What is needed
Please render the listing below as a Markdown table with the columns Row and Line, numbering every line and leaving out blank ones. Omit the pictures from the table.

Records shown
——
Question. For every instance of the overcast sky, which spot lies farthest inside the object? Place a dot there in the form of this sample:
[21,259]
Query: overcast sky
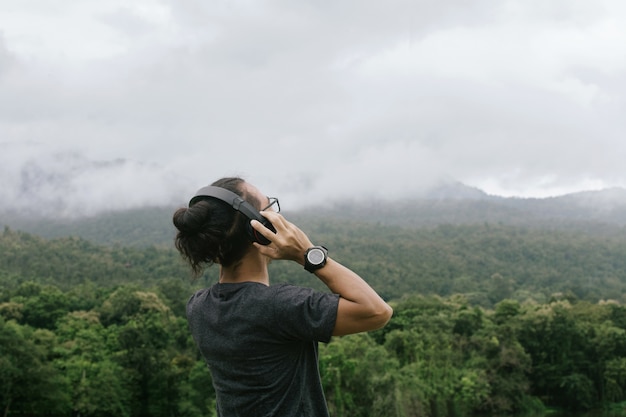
[117,103]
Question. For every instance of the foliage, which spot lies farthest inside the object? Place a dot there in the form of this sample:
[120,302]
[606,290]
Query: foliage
[488,319]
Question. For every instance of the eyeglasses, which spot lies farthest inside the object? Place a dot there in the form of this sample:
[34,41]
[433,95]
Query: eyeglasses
[274,205]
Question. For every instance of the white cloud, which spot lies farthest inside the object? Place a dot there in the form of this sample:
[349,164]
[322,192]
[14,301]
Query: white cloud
[312,100]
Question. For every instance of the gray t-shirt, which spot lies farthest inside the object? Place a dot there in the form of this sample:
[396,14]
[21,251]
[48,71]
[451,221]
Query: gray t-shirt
[260,344]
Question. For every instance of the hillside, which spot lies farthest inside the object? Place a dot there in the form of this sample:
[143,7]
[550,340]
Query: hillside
[597,212]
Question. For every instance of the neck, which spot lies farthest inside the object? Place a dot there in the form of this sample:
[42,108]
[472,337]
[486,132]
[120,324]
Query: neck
[252,268]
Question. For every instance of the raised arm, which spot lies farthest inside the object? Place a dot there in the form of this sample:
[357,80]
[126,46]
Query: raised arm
[360,307]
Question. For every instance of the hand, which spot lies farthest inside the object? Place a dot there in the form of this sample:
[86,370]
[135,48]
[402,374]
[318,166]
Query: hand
[289,242]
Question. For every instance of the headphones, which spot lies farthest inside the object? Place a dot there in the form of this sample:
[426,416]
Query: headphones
[240,205]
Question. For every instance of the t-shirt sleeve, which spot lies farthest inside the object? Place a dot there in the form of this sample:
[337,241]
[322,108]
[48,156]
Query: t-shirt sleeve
[305,314]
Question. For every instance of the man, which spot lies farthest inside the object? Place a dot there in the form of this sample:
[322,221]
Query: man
[260,341]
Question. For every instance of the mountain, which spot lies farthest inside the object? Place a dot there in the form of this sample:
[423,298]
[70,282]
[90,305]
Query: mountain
[601,211]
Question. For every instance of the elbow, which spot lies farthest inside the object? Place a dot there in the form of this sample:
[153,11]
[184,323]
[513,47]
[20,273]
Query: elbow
[382,316]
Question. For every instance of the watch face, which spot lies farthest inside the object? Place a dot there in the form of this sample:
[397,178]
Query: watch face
[316,256]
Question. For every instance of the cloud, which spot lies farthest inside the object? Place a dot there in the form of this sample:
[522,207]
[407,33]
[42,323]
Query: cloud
[309,100]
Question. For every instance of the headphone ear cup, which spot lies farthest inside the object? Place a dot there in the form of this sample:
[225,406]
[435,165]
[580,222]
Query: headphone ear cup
[258,237]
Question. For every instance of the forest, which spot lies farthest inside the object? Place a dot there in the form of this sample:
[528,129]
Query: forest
[490,319]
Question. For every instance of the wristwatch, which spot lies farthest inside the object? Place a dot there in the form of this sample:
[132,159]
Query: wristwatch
[315,258]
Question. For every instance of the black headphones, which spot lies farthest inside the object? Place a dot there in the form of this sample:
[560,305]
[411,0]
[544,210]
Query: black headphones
[238,204]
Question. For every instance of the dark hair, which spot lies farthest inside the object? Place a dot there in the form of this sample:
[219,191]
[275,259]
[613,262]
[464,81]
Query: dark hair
[211,231]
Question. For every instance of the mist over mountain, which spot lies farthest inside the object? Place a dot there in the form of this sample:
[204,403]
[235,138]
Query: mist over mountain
[452,203]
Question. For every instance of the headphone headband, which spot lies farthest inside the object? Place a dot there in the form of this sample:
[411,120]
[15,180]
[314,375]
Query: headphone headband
[238,204]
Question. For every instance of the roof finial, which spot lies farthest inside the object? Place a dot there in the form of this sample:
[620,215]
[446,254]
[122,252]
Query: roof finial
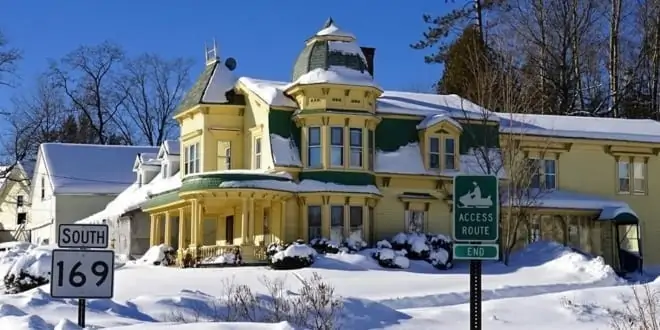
[211,54]
[328,22]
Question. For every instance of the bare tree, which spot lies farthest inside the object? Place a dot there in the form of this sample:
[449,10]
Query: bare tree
[500,85]
[9,57]
[153,87]
[88,77]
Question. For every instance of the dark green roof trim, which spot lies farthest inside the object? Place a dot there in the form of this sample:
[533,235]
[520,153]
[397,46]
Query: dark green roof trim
[624,218]
[213,180]
[340,177]
[161,199]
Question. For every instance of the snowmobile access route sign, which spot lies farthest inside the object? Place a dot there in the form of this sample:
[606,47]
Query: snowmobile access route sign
[476,208]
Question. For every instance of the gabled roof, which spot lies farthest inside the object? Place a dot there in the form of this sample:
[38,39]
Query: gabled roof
[90,168]
[214,86]
[146,158]
[169,147]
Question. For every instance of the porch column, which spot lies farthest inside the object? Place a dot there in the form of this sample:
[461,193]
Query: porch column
[152,230]
[244,221]
[168,230]
[200,224]
[193,222]
[281,236]
[182,230]
[251,226]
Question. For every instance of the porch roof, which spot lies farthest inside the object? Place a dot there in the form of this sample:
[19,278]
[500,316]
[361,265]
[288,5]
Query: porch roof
[610,210]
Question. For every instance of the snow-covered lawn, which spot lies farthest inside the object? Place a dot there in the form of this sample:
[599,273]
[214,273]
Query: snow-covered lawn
[546,287]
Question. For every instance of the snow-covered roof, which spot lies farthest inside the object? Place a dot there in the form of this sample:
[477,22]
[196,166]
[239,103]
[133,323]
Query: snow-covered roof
[435,119]
[331,30]
[90,168]
[133,196]
[569,200]
[408,160]
[640,130]
[222,80]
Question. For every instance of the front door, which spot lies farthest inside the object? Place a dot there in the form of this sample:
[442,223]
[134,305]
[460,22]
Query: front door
[229,230]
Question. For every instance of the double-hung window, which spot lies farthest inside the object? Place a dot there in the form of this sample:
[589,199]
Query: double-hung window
[191,159]
[631,177]
[356,147]
[314,147]
[337,146]
[257,153]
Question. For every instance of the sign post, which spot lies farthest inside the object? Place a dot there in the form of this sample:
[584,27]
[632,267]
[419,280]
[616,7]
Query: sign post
[78,272]
[476,217]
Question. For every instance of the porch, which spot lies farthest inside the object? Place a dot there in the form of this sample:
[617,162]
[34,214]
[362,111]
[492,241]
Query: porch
[205,226]
[611,232]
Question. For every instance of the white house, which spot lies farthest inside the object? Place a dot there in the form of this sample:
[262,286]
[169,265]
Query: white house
[152,173]
[73,181]
[14,203]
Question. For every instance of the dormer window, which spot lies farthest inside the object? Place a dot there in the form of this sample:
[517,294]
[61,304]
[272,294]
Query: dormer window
[164,170]
[191,159]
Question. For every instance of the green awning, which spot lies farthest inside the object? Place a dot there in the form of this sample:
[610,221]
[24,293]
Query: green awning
[623,215]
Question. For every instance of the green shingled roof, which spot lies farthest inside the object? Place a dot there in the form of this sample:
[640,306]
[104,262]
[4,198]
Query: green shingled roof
[318,55]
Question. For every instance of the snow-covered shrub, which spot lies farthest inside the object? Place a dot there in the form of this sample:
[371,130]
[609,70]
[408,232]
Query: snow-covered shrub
[161,254]
[355,244]
[290,256]
[324,245]
[433,248]
[29,270]
[389,258]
——
Reply
| Row | Line |
|---|---|
| 1 | Question. For every instance of the overcast sky, which spot lies farthest inside the object? Place a dot there in the form of this sample: |
| 2 | [21,259] |
| 3 | Query: overcast sky |
| 4 | [117,103] |
| 5 | Question. For every instance of the foliage, which spot lies farthest inside the object? Place a dot there in the form of this sample: |
| 6 | [120,302] |
| 7 | [606,290] |
| 8 | Query: foliage |
| 9 | [488,319] |
| 10 | Question. For every instance of the eyeglasses, which spot lies farthest inside the object? Place a dot there in the form of this sample: |
| 11 | [34,41] |
| 12 | [433,95] |
| 13 | Query: eyeglasses |
| 14 | [274,205] |
| 15 | Question. For every instance of the white cloud, which spot lies farthest inside the object? Place a dot there in the form of this sample: |
| 16 | [349,164] |
| 17 | [322,192] |
| 18 | [14,301] |
| 19 | Query: white cloud |
| 20 | [312,100] |
| 21 | Question. For every instance of the gray t-shirt, which spot lies farthest inside the object? Place a dot there in the form of this sample: |
| 22 | [396,14] |
| 23 | [21,251] |
| 24 | [48,71] |
| 25 | [451,221] |
| 26 | Query: gray t-shirt |
| 27 | [260,344] |
| 28 | Question. For every instance of the hillside, which spot lies farthest inside the object? Place a dot there in the form of this sample: |
| 29 | [143,7] |
| 30 | [550,340] |
| 31 | Query: hillside |
| 32 | [597,212] |
| 33 | Question. For every instance of the neck, which spot lies farthest inside the object? Place a dot there in the form of this sample: |
| 34 | [42,108] |
| 35 | [472,337] |
| 36 | [486,132] |
| 37 | [120,324] |
| 38 | Query: neck |
| 39 | [252,268] |
| 40 | Question. For every instance of the raised arm, which spot lies farthest inside the object? Place a dot there in the form of this sample: |
| 41 | [357,80] |
| 42 | [126,46] |
| 43 | Query: raised arm |
| 44 | [360,307] |
| 45 | Question. For every instance of the hand, which spot lies farthest inside the object? Place a dot there in the form of this sample: |
| 46 | [86,370] |
| 47 | [135,48] |
| 48 | [402,374] |
| 49 | [318,166] |
| 50 | Query: hand |
| 51 | [289,242] |
| 52 | Question. For every instance of the headphones, which spot lies farthest inside the object? Place a dot there in the form of this sample: |
| 53 | [426,416] |
| 54 | Query: headphones |
| 55 | [240,205] |
| 56 | Question. For every instance of the t-shirt sleeve, which spot lies farthest inside the object? Place a dot there in the form of this sample: |
| 57 | [337,241] |
| 58 | [322,108] |
| 59 | [48,156] |
| 60 | Query: t-shirt sleeve |
| 61 | [305,314] |
| 62 | Question. For every instance of the man, which spot lies farthest inside the object? Place a dot there in the form of this sample: |
| 63 | [322,221] |
| 64 | Query: man |
| 65 | [260,341] |
| 66 | Question. For every instance of the mountain, which spot lies farthest inside the object? Place a dot there in the form of this sample: |
| 67 | [423,298] |
| 68 | [70,282] |
| 69 | [90,305] |
| 70 | Query: mountain |
| 71 | [601,211] |
| 72 | Question. For every instance of the elbow, which spot lies farthest inside the object? Place a dot there in the form of this sample: |
| 73 | [153,11] |
| 74 | [184,323] |
| 75 | [513,47] |
| 76 | [20,273] |
| 77 | Query: elbow |
| 78 | [382,316] |
| 79 | Question. For every instance of the watch face, which spot lies farthest inside the object? Place a dot there in the form of this sample: |
| 80 | [397,178] |
| 81 | Query: watch face |
| 82 | [316,256] |
| 83 | Question. For every instance of the cloud, which spot lies farthest inside the object? Place a dot there in the form of this sample: |
| 84 | [522,207] |
| 85 | [407,33] |
| 86 | [42,323] |
| 87 | Query: cloud |
| 88 | [309,100] |
| 89 | Question. For every instance of the headphone ear cup, which spot lies farthest inside the object? Place a dot there in the form of this sample: |
| 90 | [225,406] |
| 91 | [435,165] |
| 92 | [580,222] |
| 93 | Query: headphone ear cup |
| 94 | [258,237] |
| 95 | Question. For every instance of the forest, which spot lies farthest inside the object? Place a dot there in the form of this sample: |
| 96 | [528,129] |
| 97 | Query: forest |
| 98 | [490,319] |
| 99 | Question. For every instance of the wristwatch, which spot lies farthest inside the object? Place a dot there in the form of this sample: |
| 100 | [132,159] |
| 101 | Query: wristwatch |
| 102 | [315,258] |
| 103 | Question. For every instance of the black headphones, which spot lies farthest inside the object? Place a dot there in the form of this sample: |
| 104 | [560,305] |
| 105 | [411,0] |
| 106 | [544,210] |
| 107 | Query: black headphones |
| 108 | [238,204] |
| 109 | Question. For every instance of the dark hair, which spot lies farthest inside the object? Place a dot there in the form of this sample: |
| 110 | [219,191] |
| 111 | [275,259] |
| 112 | [613,262] |
| 113 | [464,81] |
| 114 | Query: dark hair |
| 115 | [211,231] |
| 116 | Question. For every instance of the mist over mountain, which spot lies farthest inside the object? Place a dot there in the form of this sample: |
| 117 | [204,403] |
| 118 | [235,138] |
| 119 | Query: mist over mountain |
| 120 | [452,203] |
| 121 | Question. For every instance of the headphone headband, which spot lies farthest inside the object? Place a dot there in the form of this sample: |
| 122 | [411,120] |
| 123 | [15,180] |
| 124 | [314,375] |
| 125 | Query: headphone headband |
| 126 | [238,204] |
| 127 | Question. For every instance of the roof finial, which spot lies farthest inside the object? Place a dot there in the form of this sample: |
| 128 | [620,215] |
| 129 | [446,254] |
| 130 | [122,252] |
| 131 | Query: roof finial |
| 132 | [211,54] |
| 133 | [328,22] |
| 134 | Question. For every instance of the bare tree, which spot lies farthest inside the object? Place a dot there in the form of this sample: |
| 135 | [449,10] |
| 136 | Query: bare tree |
| 137 | [500,85] |
| 138 | [9,57] |
| 139 | [153,87] |
| 140 | [88,77] |
| 141 | Question. For every instance of the dark green roof trim, which spot lies farthest inside the object? Place a dot there in the form of this sample: |
| 142 | [533,235] |
| 143 | [520,153] |
| 144 | [397,46] |
| 145 | Query: dark green roof trim |
| 146 | [624,218] |
| 147 | [213,180] |
| 148 | [340,177] |
| 149 | [161,199] |
| 150 | Question. For every instance of the snowmobile access route sign, which spot lies farthest inside the object? Place a dot there in the form of this sample: |
| 151 | [606,47] |
| 152 | Query: snowmobile access route sign |
| 153 | [476,208] |
| 154 | Question. For every instance of the gabled roof, which spot lies farthest inside the object? Place a dot there in the form of this sample: |
| 155 | [38,39] |
| 156 | Query: gabled roof |
| 157 | [90,168] |
| 158 | [214,86] |
| 159 | [146,158] |
| 160 | [169,147] |
| 161 | Question. For every instance of the porch column, which spot lies farthest inside the object? Place a dot there in the form of this sample: |
| 162 | [461,193] |
| 163 | Query: porch column |
| 164 | [152,230] |
| 165 | [244,221] |
| 166 | [168,230] |
| 167 | [200,224] |
| 168 | [193,222] |
| 169 | [281,236] |
| 170 | [182,230] |
| 171 | [251,226] |
| 172 | Question. For every instance of the porch roof, which spot lies farthest inside the object? Place a dot there in the form of this sample: |
| 173 | [19,278] |
| 174 | [500,316] |
| 175 | [361,265] |
| 176 | [288,5] |
| 177 | Query: porch roof |
| 178 | [610,210] |
| 179 | Question. For every instance of the snow-covered lawn, which spot lies farthest inside the object? Place a dot there in the form of this sample: |
| 180 | [599,273] |
| 181 | [214,273] |
| 182 | Query: snow-covered lawn |
| 183 | [546,287] |
| 184 | Question. For every instance of the snow-covered roof, which spot lies farthest inside the object? Place a dot there in the form of this sample: |
| 185 | [477,22] |
| 186 | [196,166] |
| 187 | [239,103] |
| 188 | [133,323] |
| 189 | Query: snow-covered roof |
| 190 | [435,119] |
| 191 | [331,30] |
| 192 | [90,168] |
| 193 | [133,196] |
| 194 | [569,200] |
| 195 | [408,160] |
| 196 | [640,130] |
| 197 | [222,80] |
| 198 | Question. For every instance of the front door, which spot lies farthest inside the object? Place a dot there in the form of this sample: |
| 199 | [442,223] |
| 200 | [134,305] |
| 201 | [460,22] |
| 202 | Query: front door |
| 203 | [229,230] |
| 204 | Question. For every instance of the double-hung window, which spot lies farthest inside the object? Place a dot there in the form of this sample: |
| 205 | [589,199] |
| 206 | Query: double-hung window |
| 207 | [191,159] |
| 208 | [631,177] |
| 209 | [356,147] |
| 210 | [314,147] |
| 211 | [337,146] |
| 212 | [257,153] |
| 213 | Question. For every instance of the sign post, which spot lies farthest inside the object? Place a dot there in the form of this sample: |
| 214 | [584,27] |
| 215 | [632,267] |
| 216 | [419,280] |
| 217 | [616,7] |
| 218 | Query: sign post |
| 219 | [78,272] |
| 220 | [476,217] |
| 221 | Question. For every instance of the porch, which spot lies farthest inside the object? Place a dot there in the form of this sample: |
| 222 | [617,162] |
| 223 | [34,214] |
| 224 | [362,111] |
| 225 | [492,241] |
| 226 | Query: porch |
| 227 | [205,226] |
| 228 | [611,232] |
| 229 | Question. For every instance of the white house, which spot lies farthest inside the object? Place a dot there in the form of this sample: |
| 230 | [262,286] |
| 231 | [169,265] |
| 232 | Query: white house |
| 233 | [152,173] |
| 234 | [73,181] |
| 235 | [14,203] |
| 236 | Question. For every instance of the dormer window, which spot lies farthest inside the object? Place a dot there in the form of this sample: |
| 237 | [517,294] |
| 238 | [61,304] |
| 239 | [272,294] |
| 240 | Query: dormer window |
| 241 | [164,170] |
| 242 | [191,159] |
| 243 | Question. For every instance of the green awning, which spot lies farthest inside the object? Place a dot there in the form of this sample: |
| 244 | [610,221] |
| 245 | [24,293] |
| 246 | Query: green awning |
| 247 | [623,215] |
| 248 | Question. For every instance of the green shingled roof, which spot lies farthest inside the object? Place a dot there in the form of this sample: |
| 249 | [640,306] |
| 250 | [104,262] |
| 251 | [4,198] |
| 252 | Query: green shingled roof |
| 253 | [318,55] |
| 254 | Question. For every instance of the snow-covered shrub, which spot lies farthest inside the object? Place a dot there in the form of this sample: |
| 255 | [371,130] |
| 256 | [609,70] |
| 257 | [408,232] |
| 258 | Query: snow-covered shrub |
| 259 | [161,254] |
| 260 | [355,244] |
| 261 | [290,256] |
| 262 | [324,245] |
| 263 | [433,248] |
| 264 | [29,270] |
| 265 | [389,258] |